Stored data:
▼▼▼
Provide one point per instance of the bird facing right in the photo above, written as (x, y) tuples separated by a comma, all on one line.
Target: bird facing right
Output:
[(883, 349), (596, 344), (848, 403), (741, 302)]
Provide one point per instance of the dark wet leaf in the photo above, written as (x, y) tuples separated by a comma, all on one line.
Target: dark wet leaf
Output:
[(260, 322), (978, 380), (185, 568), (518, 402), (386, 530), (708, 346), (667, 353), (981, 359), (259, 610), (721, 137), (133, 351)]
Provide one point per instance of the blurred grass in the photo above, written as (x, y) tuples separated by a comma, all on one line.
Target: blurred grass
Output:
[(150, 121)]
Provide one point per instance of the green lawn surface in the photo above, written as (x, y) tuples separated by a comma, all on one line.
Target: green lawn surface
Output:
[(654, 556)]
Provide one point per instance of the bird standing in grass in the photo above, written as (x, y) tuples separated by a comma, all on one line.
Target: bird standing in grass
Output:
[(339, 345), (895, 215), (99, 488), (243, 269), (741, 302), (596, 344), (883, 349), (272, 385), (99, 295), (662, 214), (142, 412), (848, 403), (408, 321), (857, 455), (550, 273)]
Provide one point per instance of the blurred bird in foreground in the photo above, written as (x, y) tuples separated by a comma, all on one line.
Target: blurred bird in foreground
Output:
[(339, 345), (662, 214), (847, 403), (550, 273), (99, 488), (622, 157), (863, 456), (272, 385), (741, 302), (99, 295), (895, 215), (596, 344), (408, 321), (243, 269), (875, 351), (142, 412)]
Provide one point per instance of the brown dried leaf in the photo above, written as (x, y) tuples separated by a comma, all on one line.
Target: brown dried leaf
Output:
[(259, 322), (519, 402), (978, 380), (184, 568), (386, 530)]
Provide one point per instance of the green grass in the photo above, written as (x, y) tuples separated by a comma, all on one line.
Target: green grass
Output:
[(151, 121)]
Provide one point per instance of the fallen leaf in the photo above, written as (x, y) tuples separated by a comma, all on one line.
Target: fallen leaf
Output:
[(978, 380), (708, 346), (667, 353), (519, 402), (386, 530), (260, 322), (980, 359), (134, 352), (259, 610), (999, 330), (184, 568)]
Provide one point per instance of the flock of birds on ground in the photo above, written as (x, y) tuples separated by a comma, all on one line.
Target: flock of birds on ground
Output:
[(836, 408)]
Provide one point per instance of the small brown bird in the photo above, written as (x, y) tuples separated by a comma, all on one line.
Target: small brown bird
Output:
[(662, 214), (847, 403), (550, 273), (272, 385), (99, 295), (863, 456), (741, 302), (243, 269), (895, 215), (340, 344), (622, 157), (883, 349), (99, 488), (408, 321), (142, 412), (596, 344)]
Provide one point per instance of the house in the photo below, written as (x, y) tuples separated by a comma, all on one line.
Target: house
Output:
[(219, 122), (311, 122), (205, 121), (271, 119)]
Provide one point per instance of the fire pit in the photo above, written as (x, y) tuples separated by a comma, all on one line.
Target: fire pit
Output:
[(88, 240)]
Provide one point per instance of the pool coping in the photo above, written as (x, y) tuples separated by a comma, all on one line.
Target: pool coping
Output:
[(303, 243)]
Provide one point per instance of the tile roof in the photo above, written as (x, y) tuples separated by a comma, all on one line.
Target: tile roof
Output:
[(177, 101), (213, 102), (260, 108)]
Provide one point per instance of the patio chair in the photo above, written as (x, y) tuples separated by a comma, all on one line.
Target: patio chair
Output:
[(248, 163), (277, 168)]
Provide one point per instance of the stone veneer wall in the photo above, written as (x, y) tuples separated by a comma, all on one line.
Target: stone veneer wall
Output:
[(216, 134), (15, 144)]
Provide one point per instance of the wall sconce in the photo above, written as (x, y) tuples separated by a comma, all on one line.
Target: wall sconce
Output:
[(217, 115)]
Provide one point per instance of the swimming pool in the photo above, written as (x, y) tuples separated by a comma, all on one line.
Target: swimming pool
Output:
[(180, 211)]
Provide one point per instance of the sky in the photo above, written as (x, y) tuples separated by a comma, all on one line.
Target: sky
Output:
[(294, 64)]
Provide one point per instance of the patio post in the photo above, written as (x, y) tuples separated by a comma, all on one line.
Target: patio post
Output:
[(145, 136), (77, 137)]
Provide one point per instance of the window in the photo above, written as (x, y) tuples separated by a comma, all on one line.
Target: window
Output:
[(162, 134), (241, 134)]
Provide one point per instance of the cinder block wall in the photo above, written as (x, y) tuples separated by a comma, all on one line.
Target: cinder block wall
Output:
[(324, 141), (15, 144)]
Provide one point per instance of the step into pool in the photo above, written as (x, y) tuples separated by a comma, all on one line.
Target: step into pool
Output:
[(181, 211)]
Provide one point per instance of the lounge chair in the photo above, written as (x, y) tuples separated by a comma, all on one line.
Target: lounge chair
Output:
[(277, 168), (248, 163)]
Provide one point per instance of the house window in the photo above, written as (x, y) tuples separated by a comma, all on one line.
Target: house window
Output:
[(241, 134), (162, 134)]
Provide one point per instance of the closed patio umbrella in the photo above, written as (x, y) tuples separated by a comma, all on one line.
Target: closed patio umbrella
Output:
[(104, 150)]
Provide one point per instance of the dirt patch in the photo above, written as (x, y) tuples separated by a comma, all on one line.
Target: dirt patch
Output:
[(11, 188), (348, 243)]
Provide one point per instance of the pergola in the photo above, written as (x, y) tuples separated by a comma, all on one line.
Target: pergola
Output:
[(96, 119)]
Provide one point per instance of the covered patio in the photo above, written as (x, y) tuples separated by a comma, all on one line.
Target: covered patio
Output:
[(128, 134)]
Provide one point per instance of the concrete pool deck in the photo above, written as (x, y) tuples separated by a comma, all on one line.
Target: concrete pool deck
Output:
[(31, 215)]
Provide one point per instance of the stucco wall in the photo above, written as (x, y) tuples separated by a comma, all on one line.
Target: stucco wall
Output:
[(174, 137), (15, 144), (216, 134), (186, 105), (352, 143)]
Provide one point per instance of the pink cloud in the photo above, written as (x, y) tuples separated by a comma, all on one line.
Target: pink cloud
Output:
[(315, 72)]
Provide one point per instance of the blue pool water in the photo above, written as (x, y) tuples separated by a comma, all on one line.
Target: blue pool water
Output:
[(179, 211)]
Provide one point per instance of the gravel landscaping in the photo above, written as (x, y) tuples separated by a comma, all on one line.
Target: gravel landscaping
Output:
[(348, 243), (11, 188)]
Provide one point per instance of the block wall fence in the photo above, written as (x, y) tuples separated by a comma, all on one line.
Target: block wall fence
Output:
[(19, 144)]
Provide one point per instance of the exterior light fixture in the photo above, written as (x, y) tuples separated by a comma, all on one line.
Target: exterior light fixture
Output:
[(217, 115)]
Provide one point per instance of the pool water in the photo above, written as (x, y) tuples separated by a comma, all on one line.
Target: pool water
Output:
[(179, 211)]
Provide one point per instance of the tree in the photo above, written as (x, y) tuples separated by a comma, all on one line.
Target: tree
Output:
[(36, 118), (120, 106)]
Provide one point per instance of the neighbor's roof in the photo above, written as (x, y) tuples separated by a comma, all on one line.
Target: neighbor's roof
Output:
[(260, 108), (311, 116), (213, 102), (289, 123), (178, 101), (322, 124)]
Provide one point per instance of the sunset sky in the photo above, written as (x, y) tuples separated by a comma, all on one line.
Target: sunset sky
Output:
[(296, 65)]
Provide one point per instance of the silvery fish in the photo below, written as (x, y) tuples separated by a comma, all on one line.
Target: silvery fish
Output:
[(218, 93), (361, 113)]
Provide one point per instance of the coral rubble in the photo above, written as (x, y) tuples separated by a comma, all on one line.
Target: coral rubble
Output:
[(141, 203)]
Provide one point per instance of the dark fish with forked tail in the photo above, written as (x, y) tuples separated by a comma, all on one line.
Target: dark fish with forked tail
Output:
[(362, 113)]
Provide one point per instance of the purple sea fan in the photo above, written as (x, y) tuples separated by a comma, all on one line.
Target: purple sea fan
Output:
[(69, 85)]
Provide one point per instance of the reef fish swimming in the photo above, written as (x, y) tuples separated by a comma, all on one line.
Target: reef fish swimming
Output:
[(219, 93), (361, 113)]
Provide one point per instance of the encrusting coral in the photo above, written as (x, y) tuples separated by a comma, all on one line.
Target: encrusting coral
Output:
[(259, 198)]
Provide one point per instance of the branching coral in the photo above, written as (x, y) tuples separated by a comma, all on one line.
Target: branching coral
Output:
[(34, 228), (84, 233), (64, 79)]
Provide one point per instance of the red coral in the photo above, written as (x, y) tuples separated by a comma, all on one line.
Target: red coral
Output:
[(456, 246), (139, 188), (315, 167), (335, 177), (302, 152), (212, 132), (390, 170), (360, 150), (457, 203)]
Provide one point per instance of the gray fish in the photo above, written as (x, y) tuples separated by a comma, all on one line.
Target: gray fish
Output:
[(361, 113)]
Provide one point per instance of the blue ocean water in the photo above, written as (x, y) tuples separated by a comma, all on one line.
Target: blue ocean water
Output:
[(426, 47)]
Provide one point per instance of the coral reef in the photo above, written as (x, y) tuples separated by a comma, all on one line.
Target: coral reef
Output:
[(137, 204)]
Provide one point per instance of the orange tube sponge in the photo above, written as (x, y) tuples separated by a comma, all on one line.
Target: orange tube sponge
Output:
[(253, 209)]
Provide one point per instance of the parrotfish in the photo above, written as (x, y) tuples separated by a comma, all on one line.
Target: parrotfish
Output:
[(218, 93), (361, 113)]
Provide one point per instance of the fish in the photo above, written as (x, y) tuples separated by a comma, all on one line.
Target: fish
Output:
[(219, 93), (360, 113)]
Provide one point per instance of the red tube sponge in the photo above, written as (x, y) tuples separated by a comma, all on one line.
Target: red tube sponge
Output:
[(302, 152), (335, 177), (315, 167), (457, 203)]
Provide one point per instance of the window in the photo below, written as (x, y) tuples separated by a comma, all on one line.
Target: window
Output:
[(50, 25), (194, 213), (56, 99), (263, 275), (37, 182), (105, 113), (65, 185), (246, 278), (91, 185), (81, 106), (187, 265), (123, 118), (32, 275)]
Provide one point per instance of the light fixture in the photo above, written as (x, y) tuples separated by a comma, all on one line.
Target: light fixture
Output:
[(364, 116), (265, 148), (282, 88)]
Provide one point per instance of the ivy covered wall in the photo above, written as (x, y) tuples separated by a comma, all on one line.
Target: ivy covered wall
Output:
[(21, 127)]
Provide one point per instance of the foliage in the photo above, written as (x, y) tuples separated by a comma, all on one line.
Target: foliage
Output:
▲▲▲
DIRECTIONS | The word "patio" may appear in several lines of the data; copy every line where it does.

OUTPUT FOR THIS TASK |
Provide one point per instance of the patio chair in the photo above, written as (x, y) tuples separated by a comma, all on one line.
Target: patio chair
Provide one point per instance of the patio post in the photo above, written as (x, y) tuples separated by a comma, all on one line.
Target: patio post
Provide one point per instance of the closed patio umbrella in the photo above, written as (x, y) tuples separated by a comma, all on one line.
Target: closed patio umbrella
Provide one point per instance of the covered patio in the photo above, written as (x, y) tuples separated by a comma, all on one line.
Target: covered patio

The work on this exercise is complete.